• Exercise description: Return every line of the entries below that contains the word "white".

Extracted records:
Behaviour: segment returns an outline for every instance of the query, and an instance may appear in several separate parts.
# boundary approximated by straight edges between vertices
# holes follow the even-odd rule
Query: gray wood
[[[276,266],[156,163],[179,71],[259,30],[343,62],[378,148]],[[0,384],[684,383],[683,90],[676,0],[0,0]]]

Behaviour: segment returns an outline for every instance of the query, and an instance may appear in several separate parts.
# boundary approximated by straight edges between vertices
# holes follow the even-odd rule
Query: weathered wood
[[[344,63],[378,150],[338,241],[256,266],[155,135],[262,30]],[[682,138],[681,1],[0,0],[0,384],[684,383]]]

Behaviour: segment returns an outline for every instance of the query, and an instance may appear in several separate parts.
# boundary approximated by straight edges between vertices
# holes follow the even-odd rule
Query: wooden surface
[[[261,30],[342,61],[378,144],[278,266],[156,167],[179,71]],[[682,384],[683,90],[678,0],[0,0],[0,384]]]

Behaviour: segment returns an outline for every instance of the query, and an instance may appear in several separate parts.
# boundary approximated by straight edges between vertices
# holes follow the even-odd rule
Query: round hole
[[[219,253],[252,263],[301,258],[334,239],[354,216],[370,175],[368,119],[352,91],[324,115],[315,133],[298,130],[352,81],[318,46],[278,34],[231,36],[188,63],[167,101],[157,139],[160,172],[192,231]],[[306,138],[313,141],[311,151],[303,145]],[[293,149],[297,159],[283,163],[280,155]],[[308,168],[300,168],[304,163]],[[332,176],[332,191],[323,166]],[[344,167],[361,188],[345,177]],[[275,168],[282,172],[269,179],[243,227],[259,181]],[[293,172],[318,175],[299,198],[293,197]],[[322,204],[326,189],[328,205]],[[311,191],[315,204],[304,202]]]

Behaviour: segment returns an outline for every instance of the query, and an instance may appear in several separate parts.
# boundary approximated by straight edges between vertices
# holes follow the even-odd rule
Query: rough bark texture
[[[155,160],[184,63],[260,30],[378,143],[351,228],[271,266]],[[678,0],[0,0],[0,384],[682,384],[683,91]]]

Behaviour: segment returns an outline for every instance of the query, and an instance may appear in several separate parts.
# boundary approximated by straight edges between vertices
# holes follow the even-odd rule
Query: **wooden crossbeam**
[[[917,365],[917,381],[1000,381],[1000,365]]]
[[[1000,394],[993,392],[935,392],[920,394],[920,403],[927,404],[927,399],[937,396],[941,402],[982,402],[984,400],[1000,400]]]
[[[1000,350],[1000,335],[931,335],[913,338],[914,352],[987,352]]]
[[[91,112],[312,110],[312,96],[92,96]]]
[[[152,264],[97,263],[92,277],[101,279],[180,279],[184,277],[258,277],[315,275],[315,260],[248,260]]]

* * *

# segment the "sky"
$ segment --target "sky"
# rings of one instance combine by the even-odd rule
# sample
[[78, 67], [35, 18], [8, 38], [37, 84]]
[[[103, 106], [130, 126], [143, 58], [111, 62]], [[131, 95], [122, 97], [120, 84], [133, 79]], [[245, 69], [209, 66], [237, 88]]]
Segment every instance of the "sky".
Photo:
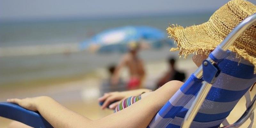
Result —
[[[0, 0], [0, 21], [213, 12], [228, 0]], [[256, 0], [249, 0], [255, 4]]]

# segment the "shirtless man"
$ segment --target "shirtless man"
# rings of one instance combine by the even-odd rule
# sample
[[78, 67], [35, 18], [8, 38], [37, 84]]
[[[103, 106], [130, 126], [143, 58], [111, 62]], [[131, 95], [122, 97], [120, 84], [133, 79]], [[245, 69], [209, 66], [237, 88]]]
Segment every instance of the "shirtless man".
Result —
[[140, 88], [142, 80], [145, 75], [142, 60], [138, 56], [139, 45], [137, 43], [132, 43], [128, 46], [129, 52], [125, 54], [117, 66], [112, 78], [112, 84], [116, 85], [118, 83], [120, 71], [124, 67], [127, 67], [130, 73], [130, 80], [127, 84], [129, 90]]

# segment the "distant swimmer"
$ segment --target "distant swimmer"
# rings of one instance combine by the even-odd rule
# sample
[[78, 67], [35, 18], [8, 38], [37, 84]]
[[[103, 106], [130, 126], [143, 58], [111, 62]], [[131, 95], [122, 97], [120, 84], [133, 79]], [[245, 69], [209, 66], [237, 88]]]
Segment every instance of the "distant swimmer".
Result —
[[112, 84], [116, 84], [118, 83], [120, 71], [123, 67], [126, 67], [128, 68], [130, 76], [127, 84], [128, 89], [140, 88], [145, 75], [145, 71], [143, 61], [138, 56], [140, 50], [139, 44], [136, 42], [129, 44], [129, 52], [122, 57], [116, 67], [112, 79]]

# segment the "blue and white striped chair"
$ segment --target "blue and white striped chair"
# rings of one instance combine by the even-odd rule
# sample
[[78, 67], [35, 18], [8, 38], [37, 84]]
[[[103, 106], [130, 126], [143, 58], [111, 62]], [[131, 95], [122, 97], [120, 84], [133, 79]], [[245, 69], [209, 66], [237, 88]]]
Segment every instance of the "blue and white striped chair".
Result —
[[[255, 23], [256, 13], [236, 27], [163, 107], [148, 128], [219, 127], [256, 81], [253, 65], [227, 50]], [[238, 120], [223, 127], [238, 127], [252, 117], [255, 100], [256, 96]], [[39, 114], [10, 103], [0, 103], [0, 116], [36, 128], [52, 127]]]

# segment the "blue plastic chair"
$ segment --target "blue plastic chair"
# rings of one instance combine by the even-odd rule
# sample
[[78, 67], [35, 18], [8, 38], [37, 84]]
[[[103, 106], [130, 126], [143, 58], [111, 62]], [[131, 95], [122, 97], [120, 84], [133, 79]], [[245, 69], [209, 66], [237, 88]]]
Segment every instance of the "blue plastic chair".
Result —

• Solution for this task:
# segment the "blue and white striped chair"
$ segment --target "blue and white striped chair"
Segment every instance of the "blue and white striped chair".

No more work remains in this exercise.